## Objective:
Output exactly the lines between the line that contains "Can you find the green foliage" and the last line of the material, counting both.

## Exercise material:
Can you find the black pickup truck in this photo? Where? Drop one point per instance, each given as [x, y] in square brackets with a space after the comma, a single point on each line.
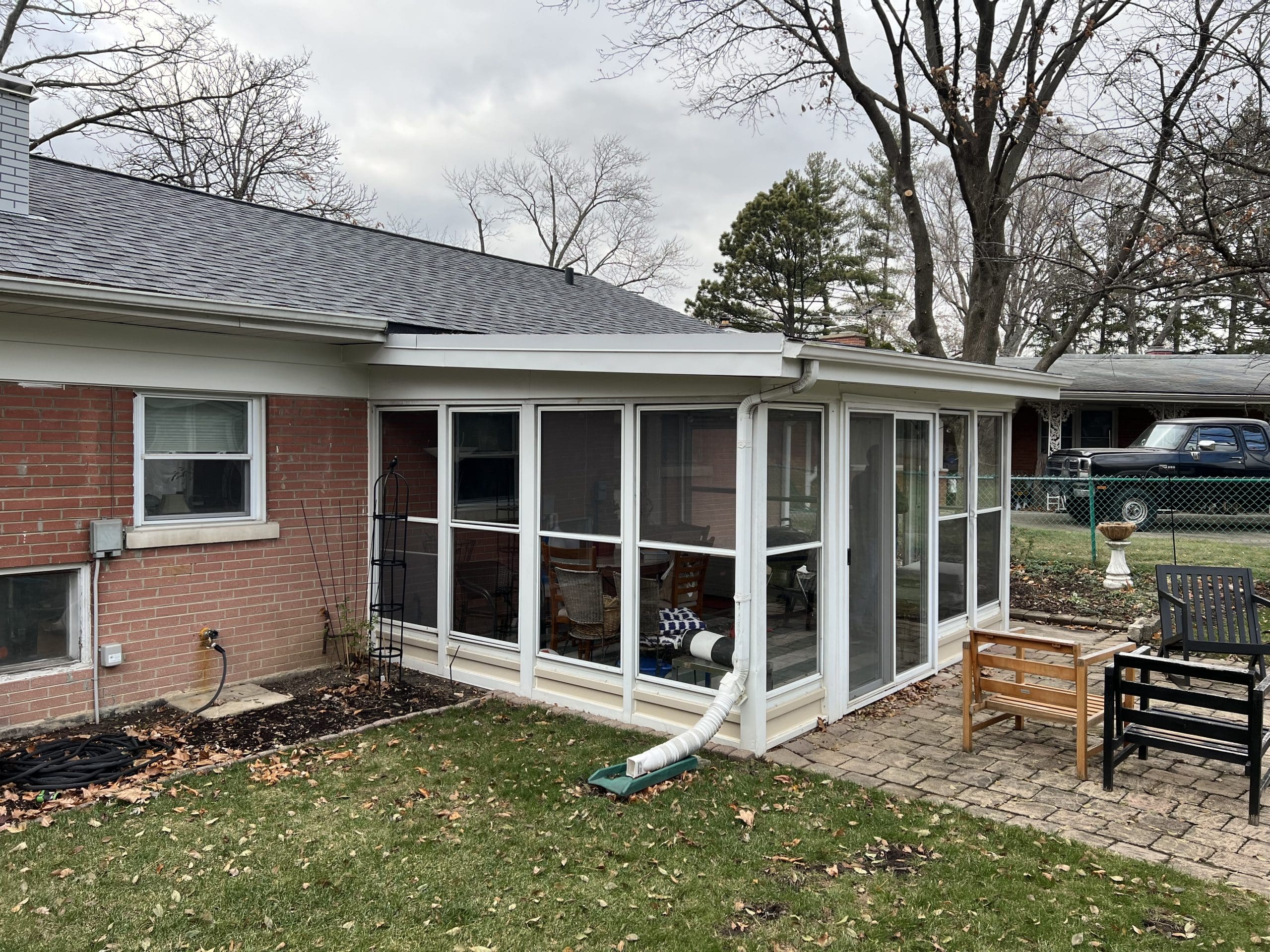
[1183, 450]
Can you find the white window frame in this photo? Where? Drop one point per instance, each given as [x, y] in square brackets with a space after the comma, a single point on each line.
[435, 521]
[971, 488]
[762, 427]
[454, 525]
[79, 620]
[543, 535]
[632, 587]
[255, 457]
[988, 608]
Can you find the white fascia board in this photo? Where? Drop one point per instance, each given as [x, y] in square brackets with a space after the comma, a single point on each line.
[890, 368]
[159, 310]
[1103, 397]
[686, 355]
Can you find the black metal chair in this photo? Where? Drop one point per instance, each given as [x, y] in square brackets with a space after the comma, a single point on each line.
[1127, 728]
[1209, 610]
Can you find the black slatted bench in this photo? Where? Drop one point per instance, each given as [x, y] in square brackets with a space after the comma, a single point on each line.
[1127, 726]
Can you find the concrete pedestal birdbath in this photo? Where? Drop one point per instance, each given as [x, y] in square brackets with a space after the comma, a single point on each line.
[1117, 534]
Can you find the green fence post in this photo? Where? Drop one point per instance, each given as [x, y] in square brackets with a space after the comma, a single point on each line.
[1094, 535]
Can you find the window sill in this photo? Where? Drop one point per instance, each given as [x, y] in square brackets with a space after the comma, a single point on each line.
[189, 535]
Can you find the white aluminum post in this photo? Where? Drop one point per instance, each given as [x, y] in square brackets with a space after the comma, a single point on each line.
[751, 513]
[527, 602]
[445, 537]
[631, 559]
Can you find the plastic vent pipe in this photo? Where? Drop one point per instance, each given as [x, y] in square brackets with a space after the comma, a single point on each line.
[733, 685]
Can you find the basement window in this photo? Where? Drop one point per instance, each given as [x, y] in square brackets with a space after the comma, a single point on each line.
[198, 459]
[39, 619]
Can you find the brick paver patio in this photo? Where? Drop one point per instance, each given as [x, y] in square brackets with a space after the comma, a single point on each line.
[1169, 809]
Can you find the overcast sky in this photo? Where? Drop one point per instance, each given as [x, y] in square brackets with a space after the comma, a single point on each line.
[416, 87]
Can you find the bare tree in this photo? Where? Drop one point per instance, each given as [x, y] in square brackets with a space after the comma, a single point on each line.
[234, 126]
[593, 212]
[71, 51]
[974, 83]
[489, 220]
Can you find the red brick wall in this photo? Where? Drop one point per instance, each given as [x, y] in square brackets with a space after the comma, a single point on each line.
[1024, 442]
[56, 475]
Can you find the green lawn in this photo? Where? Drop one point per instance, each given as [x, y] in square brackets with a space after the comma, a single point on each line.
[507, 851]
[1146, 550]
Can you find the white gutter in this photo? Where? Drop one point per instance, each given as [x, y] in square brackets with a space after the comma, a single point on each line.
[858, 367]
[672, 355]
[733, 686]
[185, 313]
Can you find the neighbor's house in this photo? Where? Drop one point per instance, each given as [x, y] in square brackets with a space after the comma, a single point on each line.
[212, 372]
[1112, 399]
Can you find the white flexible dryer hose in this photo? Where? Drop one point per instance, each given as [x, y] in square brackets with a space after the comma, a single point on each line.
[679, 747]
[733, 685]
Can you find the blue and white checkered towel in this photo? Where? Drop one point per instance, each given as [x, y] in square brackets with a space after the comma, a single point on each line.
[679, 621]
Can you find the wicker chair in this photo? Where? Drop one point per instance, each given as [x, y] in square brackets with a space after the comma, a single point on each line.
[581, 559]
[593, 616]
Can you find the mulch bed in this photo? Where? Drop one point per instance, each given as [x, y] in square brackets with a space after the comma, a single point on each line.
[1066, 590]
[324, 701]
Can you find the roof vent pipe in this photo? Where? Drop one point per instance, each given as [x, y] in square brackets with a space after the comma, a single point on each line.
[16, 97]
[733, 685]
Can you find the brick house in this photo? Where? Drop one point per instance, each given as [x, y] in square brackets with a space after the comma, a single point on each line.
[581, 461]
[1113, 398]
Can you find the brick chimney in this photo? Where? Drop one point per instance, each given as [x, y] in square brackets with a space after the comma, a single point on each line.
[16, 96]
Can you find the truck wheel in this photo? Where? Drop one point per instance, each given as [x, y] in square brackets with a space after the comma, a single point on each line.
[1136, 507]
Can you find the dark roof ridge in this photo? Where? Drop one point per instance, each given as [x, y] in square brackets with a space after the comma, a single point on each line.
[310, 218]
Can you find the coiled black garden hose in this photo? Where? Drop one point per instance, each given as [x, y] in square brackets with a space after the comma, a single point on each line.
[105, 758]
[78, 762]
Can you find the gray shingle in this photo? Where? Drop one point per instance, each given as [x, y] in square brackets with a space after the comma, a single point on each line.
[99, 228]
[1176, 375]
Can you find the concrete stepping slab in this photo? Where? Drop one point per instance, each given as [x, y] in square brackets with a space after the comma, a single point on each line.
[233, 701]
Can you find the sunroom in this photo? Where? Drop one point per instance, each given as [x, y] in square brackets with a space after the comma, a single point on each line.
[614, 522]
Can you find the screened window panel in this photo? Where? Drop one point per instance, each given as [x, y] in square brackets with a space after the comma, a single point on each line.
[487, 587]
[689, 477]
[793, 636]
[581, 472]
[793, 476]
[988, 573]
[196, 425]
[411, 438]
[953, 461]
[990, 463]
[487, 468]
[953, 541]
[421, 574]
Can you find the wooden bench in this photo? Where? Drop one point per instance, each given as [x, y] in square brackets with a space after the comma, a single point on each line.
[1016, 696]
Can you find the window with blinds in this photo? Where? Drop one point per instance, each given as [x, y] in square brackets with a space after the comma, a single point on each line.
[197, 459]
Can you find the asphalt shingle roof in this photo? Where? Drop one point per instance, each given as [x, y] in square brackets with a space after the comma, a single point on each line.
[99, 228]
[1180, 375]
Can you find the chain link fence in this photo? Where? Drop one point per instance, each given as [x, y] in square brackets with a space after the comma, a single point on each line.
[1180, 520]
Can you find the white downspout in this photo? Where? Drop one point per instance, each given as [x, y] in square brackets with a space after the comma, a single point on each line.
[97, 665]
[733, 686]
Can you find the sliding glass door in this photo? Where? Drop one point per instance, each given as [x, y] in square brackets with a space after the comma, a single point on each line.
[889, 572]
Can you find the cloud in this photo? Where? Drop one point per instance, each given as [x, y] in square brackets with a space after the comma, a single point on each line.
[414, 88]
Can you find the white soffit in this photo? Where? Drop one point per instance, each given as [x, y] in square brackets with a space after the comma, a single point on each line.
[766, 356]
[890, 368]
[688, 355]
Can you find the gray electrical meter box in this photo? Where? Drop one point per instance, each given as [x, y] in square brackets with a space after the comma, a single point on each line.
[106, 537]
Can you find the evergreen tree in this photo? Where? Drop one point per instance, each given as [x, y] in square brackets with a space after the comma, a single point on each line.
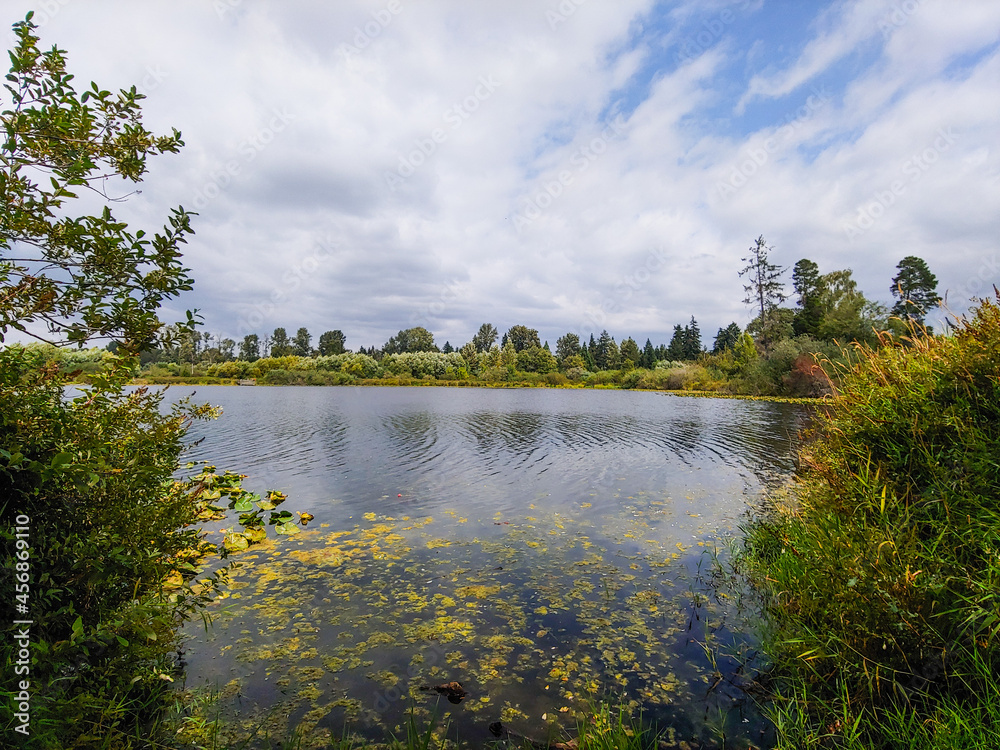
[250, 348]
[692, 340]
[675, 350]
[808, 286]
[630, 354]
[764, 290]
[522, 338]
[726, 338]
[914, 287]
[567, 346]
[302, 343]
[332, 342]
[648, 357]
[603, 354]
[485, 338]
[417, 339]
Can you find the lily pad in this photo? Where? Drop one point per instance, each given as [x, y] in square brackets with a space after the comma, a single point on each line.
[288, 528]
[234, 542]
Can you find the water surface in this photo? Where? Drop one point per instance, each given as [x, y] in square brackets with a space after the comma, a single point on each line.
[545, 548]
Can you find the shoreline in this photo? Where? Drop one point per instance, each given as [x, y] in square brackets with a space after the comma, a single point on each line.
[369, 383]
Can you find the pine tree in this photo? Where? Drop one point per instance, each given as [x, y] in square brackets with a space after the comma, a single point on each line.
[648, 357]
[808, 286]
[302, 343]
[915, 287]
[250, 348]
[675, 351]
[764, 291]
[726, 338]
[281, 345]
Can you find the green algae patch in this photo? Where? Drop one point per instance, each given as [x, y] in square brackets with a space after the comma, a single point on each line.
[349, 625]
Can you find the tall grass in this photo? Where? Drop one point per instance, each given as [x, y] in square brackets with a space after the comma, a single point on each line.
[882, 576]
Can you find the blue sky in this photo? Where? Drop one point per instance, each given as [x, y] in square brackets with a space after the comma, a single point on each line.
[568, 165]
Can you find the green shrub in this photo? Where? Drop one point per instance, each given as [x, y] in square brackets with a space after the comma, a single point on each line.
[882, 576]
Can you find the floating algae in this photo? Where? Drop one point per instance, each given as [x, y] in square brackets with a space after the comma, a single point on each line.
[535, 618]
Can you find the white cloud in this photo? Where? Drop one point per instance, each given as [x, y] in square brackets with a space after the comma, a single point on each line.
[635, 238]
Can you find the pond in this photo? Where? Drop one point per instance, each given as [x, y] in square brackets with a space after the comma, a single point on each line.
[545, 548]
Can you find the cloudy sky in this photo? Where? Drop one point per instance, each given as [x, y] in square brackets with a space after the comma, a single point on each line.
[570, 166]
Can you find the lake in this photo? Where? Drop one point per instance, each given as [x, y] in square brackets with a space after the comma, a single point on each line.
[545, 548]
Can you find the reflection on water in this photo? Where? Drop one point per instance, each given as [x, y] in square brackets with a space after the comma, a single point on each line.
[542, 547]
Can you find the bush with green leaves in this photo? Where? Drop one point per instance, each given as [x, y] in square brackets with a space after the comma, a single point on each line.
[115, 556]
[881, 576]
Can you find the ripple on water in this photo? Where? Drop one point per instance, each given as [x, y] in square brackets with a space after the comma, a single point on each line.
[543, 547]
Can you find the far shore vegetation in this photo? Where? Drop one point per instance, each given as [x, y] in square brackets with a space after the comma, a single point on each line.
[784, 352]
[877, 573]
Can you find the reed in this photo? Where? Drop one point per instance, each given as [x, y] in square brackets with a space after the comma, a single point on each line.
[881, 578]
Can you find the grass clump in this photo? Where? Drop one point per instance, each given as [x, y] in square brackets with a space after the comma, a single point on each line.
[881, 575]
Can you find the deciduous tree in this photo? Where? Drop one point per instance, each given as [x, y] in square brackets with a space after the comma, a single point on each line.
[332, 343]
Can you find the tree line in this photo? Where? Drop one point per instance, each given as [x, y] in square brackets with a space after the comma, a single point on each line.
[829, 308]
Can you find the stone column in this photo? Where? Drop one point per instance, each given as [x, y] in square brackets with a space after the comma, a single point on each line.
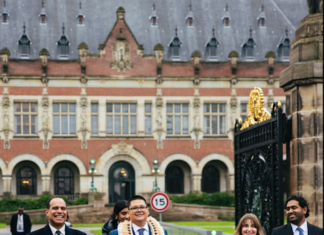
[303, 84]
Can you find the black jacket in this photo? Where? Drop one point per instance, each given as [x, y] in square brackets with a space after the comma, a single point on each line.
[13, 223]
[287, 230]
[47, 231]
[109, 226]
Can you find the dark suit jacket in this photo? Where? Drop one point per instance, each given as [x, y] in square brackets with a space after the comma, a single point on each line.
[47, 231]
[13, 223]
[287, 230]
[115, 232]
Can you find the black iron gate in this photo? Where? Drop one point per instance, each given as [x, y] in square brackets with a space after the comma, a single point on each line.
[258, 170]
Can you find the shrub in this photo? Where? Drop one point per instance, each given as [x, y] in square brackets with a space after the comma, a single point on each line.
[80, 201]
[215, 199]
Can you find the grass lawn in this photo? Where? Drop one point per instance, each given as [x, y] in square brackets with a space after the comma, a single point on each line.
[96, 231]
[229, 230]
[88, 225]
[203, 223]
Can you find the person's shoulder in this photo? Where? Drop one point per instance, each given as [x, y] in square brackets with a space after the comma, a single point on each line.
[314, 228]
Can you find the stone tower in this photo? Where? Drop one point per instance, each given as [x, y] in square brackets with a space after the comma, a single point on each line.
[303, 84]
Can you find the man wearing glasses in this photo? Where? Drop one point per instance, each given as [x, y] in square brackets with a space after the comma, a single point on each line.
[56, 212]
[140, 223]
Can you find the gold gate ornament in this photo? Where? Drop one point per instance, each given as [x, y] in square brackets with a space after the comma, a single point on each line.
[256, 111]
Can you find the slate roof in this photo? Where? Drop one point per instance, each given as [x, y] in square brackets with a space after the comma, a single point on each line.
[100, 16]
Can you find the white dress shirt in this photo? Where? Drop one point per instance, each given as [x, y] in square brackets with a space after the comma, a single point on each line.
[303, 227]
[62, 230]
[136, 228]
[20, 221]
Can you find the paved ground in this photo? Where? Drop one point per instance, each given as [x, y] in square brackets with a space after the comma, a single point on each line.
[6, 230]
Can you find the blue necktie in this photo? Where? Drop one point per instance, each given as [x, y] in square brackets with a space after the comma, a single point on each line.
[300, 231]
[141, 231]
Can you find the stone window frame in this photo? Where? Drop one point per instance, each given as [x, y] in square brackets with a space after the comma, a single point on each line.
[148, 114]
[173, 114]
[113, 113]
[210, 114]
[28, 113]
[94, 114]
[69, 115]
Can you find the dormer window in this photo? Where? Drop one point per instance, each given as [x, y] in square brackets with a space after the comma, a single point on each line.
[284, 48]
[211, 47]
[226, 17]
[4, 18]
[63, 45]
[80, 16]
[153, 17]
[190, 17]
[24, 44]
[261, 18]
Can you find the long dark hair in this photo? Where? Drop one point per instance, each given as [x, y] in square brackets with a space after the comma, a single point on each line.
[119, 206]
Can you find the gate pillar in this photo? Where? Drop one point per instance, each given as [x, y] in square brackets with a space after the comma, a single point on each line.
[303, 84]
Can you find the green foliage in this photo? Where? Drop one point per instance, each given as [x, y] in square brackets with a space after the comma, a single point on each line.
[215, 199]
[80, 201]
[8, 205]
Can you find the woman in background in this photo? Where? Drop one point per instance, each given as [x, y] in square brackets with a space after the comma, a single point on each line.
[119, 215]
[249, 225]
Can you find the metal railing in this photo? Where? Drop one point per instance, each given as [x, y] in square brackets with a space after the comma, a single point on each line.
[173, 229]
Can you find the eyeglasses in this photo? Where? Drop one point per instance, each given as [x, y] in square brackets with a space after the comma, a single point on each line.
[141, 208]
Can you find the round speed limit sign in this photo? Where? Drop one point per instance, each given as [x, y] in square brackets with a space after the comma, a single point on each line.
[160, 201]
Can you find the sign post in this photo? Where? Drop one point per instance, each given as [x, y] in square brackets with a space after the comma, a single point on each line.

## Result of the task:
Can you find the green foliage in this photo? Where? Drop one point per instance, each given as [x, y] in square brackets with a space after the comma, a single point on each line.
[215, 199]
[80, 201]
[8, 205]
Can you find the woman in background in this photo? Where? Drop one point per instance, each given as [x, y] in square brackets with a space after the comma, a single point on each line.
[119, 215]
[249, 225]
Can you find the metal railing in this photo? Where? Drop one point per instance, each given as [x, y] in square brackets with a space after the comma, a single point on each line.
[173, 229]
Can you find the eyeglasses in this photo? Where? Drop one point per instance, each given as [x, y] in square brackets with a space after the comma, a single point on each line.
[141, 208]
Can you find the round speed limit sign in this photo? Where? Drop one point per instance, each given as [x, y] in square brackets with a space after the comma, a single point on each line.
[160, 201]
Can you find the sign post in this photo? Where? Drop one point per instance, each given as [x, y] in square brackets with a space after the comma, a single point on each line.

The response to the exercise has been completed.